For Voyager 1, New Discoveries Await in Interstellar Space

This still from a NASA video shows the Voyager 1 probe nearly 12 billion miles from the sun as it goes boldly into the final frontier of interstellar space as the farthest man-made object in human history.
This still from a NASA video shows the Voyager 1 probe nearly 12 billion miles from the sun as it goes boldly into the final frontier of interstellar space as the farthest man-made object in human history. (Image credit: NASA/JPL-Caltech)

NASA's Voyager 1 probe won't rest on its laurels after becoming the first manmade object ever to reach interstellar space.

Voyager 1 arrived in interstellar space in August 2012 after 35 years of spaceflight, researchers announced Thursday (Sept. 12). While this milestone is momentous enough in its own right, it also opens up a new science campaign whose potential already has scientists salivating.

SOURCE DATA:
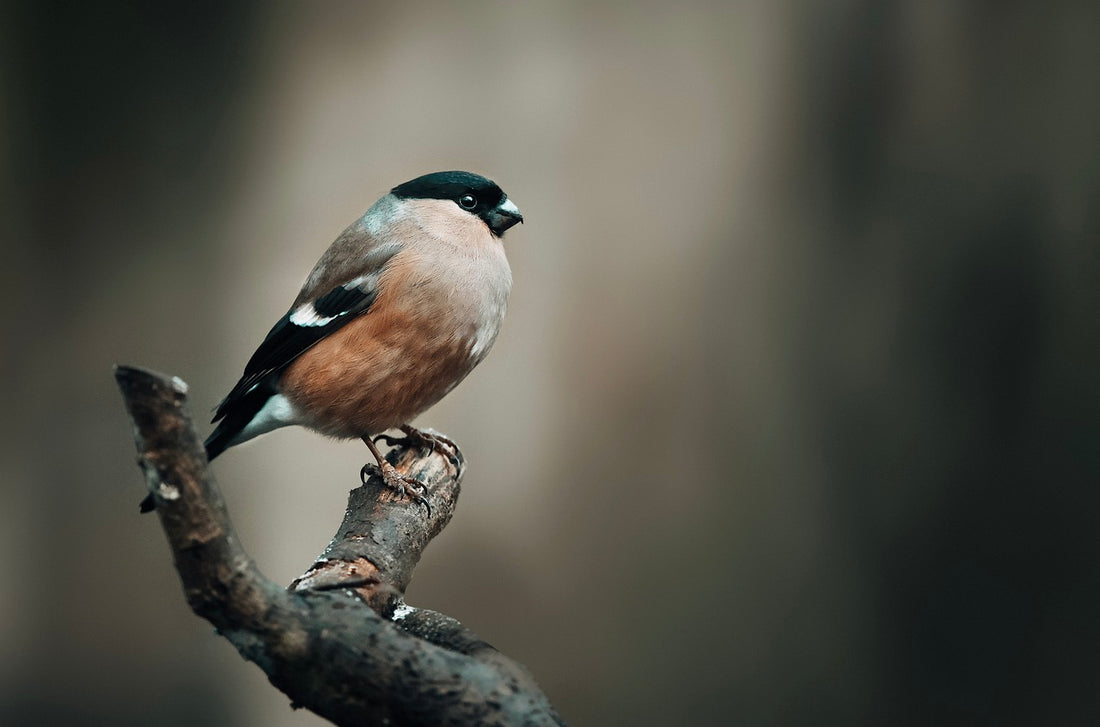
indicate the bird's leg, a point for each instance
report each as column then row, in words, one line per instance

EXERCISE INSTRUCTIONS:
(a) According to the Voyager 1 article, why is the probe's arrival in interstellar space about more than the milestone itself?
(b) Could you rewrite the Voyager 1 article from "For Voyager 1, New" through "reach interstellar space.", substituting "spacecraft" for "probe"?
(c) Pick up the Voyager 1 article after its last sentence and continue it.

TASK-BY-TASK OUTPUTS:
(a) Reaching interstellar space also opens up a new science campaign. Scientists are already eager about that campaign's potential.

(b)
For Voyager 1, New Discoveries Await in Interstellar Space

This still from a NASA video shows the Voyager 1 spacecraft nearly 12 billion miles from the sun as it goes boldly into the final frontier of interstellar space as the farthest man-made object in human history.
This still from a NASA video shows the Voyager 1 spacecraft nearly 12 billion miles from the sun as it goes boldly into the final frontier of interstellar space as the farthest man-made object in human history. (Image credit: NASA/JPL-Caltech)

NASA's Voyager 1 spacecraft won't rest on its laurels after becoming the first manmade object ever to reach interstellar space.

(c)
"For the first time, we're actually going to be able to put our hands in the interstellar medium and ask what it does and what characteristics it possesses," Gary Zank, director of the Center for Space Plasma and Aeronomic Research at the University of Alabama in Huntsville, told reporters Thursday. "It's a tremendous opportunity." [Voyager 1 Sailing Through the Interstellar Void (Video)]

The unmanned Voyager 1 and 2 probes were launched in 1977 on a mission to visit all the outer planets of the solar system. See how the Voyager spacecraft worked in this SPACE.com infographic here. (Image credit: Karl Tate, SPACE.com)

Into the unknown

Voyager 1 and its twin, Voyager 2, launched a few weeks apart in 1977 to study Jupiter, Saturn, Uranus and Neptune, as well as the moons of these outer planets.

The probes completed this historic "grand tour" in 1989, then embarked on a quest to study the outer reaches of the solar system and beyond.

Voyager 1 finally popped free of the heliosphere — the huge bubble of charged particles and magnetic fields that the sun puffs out around itself — on or around Aug. 25, 2012, becoming humanity's first envoy to the vast realms between the stars.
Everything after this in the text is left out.